■ What is asked
1. List every work cited in parentheses in the passage on evolutionary psychology below, giving each author and year.
2. According to the passage on evolutionary psychology below, what does a task analysis consist of?

# Selected passage start

Evolutionary psychology is different from psychoanalysis in one key respect. Where psychoanalysis tries to understand the conscious and subconscious motivations an individual person has, evolutionary psychology takes a broader view by focusing on people and societies as they have historically evolved. In terms of religion, it is supposed that if we are able to understand how we evolved as people, then we can also understand how religious belief arose and evolved as well. In the first chapter of The Theoretical Foundations of Evolutionary Psychology, authors John Tooby and Leda Cosmides describe what makes evolutionary psychology so special:

“The primary tool that allows evolutionary psychologists to go beyond traditional psychologists in studying the mind is that they take full advantage in their research of an overlooked reality: the programs comprising the human mind were designed by natural selection to solve the adaptive problems regularly faced by our hunter-gatherer ancestors — problems such as finding a mate, cooperating with others, hunting, gathering, protecting children, navigating, avoiding predators, avoiding exploitation, and so on. Knowing this allows evolutionary psychologists to approach the study of the mind like an engineer. You start by carefully specifying an adaptive information-processing problem; then you do a task analysis of that problem. A task analysis consists of identifying what properties a program would have to have to solve that problem well. This approach allows you to generate hypotheses about the structure of the programs that comprise the mind, which can then be tested. Indeed, evolutionary psychology is unique among theoretical orientations in psychology in the degree to which it derives from independently established theories principled predictions about previously unknown aspects of the species-typical psychological architectures of humans and other species (see, e.g., Buss, 1999; Daly & Wilson, 1988; Gaulin, 1995; Symons, 1979).” (p.18–19)

# Selected passage end
# Supplied material start

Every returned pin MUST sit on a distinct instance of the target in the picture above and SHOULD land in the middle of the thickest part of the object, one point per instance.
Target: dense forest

# Supplied material end

■ Results in order
1. Buss, 1999; Daly & Wilson, 1988; Gaulin, 1995; Symons, 1979

2. A task analysis consists of identifying what properties a program would have to have to solve that problem well.